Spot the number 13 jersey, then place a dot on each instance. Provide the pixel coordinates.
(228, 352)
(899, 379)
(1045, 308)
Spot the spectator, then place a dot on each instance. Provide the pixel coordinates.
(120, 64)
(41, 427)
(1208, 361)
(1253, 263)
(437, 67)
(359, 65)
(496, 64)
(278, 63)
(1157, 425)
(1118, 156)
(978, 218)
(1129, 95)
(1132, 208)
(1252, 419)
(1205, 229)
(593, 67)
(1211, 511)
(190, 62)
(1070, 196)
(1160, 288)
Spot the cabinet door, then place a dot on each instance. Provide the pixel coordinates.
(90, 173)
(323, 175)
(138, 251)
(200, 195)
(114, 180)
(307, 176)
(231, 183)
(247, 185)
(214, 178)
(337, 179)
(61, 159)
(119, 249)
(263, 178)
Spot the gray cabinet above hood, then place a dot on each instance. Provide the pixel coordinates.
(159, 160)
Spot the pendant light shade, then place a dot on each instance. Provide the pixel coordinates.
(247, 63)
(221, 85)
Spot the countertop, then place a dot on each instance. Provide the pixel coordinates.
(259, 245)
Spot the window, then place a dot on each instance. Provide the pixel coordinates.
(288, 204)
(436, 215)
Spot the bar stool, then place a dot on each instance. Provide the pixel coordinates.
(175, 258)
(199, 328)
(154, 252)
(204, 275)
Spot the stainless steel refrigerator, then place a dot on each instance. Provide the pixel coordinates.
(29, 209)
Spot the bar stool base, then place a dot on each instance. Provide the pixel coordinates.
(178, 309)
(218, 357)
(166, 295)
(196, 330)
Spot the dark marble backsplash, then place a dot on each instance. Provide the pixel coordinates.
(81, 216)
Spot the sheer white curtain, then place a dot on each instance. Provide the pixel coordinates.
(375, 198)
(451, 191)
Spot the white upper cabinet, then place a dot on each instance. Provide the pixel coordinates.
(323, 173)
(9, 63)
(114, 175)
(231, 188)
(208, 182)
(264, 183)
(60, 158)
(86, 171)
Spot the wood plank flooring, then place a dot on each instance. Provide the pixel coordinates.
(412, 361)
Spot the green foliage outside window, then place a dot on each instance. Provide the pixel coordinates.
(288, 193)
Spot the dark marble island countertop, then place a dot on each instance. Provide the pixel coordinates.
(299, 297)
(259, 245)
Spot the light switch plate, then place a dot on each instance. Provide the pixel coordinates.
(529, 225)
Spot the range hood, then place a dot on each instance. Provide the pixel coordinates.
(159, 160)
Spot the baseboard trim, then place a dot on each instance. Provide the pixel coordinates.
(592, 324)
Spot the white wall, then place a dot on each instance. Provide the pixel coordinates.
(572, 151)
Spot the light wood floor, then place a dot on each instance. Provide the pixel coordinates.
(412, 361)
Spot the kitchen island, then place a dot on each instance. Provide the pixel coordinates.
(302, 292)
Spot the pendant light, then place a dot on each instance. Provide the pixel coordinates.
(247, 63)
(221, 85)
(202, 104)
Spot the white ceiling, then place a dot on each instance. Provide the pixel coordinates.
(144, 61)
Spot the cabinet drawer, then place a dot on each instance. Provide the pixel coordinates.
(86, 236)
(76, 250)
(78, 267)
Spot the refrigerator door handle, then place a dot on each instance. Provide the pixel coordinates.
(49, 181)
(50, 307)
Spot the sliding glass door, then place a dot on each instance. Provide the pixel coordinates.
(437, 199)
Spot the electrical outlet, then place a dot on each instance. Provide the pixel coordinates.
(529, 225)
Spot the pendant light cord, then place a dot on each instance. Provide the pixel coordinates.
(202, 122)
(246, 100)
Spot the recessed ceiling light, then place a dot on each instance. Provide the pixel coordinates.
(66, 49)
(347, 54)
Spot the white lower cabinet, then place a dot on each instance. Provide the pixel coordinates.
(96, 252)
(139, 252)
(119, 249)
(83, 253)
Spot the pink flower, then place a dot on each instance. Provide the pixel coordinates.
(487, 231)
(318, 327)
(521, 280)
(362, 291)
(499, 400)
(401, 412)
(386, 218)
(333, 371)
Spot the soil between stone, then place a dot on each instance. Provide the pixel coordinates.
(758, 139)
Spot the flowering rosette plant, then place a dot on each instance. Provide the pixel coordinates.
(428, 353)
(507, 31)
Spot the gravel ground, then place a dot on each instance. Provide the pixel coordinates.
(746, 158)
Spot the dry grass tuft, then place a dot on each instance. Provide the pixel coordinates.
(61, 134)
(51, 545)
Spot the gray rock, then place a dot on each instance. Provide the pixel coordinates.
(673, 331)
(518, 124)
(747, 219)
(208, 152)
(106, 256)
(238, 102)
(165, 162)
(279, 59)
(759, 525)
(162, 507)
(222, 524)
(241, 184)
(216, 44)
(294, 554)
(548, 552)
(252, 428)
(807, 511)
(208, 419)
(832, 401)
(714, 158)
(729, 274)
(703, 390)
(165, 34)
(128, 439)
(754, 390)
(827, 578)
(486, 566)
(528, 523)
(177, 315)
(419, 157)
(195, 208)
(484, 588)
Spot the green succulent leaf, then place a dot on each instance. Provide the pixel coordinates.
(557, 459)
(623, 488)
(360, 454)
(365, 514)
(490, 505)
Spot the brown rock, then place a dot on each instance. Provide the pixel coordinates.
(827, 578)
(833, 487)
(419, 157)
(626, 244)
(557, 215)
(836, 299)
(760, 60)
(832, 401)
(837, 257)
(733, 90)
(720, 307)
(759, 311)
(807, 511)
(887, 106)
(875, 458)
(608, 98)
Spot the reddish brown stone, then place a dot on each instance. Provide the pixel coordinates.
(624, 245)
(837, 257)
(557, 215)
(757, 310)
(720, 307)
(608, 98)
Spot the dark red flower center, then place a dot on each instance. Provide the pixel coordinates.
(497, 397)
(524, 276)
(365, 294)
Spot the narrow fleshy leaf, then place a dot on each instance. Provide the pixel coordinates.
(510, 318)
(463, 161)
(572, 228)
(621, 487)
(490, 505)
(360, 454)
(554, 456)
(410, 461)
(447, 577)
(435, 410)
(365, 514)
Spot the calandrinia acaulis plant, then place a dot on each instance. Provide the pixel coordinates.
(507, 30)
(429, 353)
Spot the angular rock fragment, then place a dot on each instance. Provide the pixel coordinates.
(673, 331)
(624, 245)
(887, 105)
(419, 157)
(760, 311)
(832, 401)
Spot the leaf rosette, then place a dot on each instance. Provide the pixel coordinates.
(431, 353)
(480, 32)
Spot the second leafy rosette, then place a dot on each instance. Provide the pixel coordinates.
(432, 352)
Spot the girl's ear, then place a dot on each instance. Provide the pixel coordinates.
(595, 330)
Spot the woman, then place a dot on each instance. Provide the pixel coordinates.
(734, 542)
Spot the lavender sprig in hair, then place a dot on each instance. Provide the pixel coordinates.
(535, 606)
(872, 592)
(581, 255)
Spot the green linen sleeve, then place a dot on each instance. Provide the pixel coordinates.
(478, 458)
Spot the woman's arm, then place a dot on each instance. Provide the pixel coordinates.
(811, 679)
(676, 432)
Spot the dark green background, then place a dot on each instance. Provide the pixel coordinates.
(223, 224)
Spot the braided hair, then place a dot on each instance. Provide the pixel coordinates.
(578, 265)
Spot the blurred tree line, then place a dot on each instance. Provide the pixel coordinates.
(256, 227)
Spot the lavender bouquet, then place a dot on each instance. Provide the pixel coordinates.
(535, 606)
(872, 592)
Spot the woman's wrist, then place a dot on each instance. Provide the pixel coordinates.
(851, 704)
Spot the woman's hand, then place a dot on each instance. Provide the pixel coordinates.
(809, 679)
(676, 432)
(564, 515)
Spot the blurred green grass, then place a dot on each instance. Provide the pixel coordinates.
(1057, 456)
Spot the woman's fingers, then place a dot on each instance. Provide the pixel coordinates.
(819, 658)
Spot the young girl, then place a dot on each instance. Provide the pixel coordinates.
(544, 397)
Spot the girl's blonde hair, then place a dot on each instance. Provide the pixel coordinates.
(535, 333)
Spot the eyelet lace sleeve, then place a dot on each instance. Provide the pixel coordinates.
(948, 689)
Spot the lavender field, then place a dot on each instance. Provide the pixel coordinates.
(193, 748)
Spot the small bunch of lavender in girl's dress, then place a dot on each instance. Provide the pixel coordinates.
:::
• TASK TO CARRY OUT
Each of the lines from the one holding "Spot the blurred green" through the final line of the entries is to be set down exactly, and no others.

• THE ANSWER
Spot the blurred green grass, then place a dot on each instance. Provide the pixel coordinates.
(1057, 456)
Spot the woman's fingers, then place a dot on each instance. Provide the pixel coordinates.
(819, 658)
Spot the young girl, then place a dot on each instance. Provide the pixel coordinates.
(544, 397)
Spot the girl's blonde hair, then place a dot on each instance. Provide the pixel coordinates.
(535, 333)
Spot the eyelet lace sleeve, then place a dot on each instance. Provide the pixel coordinates.
(948, 689)
Spot the lavender field, then place a dot on each instance. Provide the pixel coordinates.
(193, 748)
Spot the small bunch of lavender in girl's dress, then place a dot on each instance. Provide the pixel coordinates.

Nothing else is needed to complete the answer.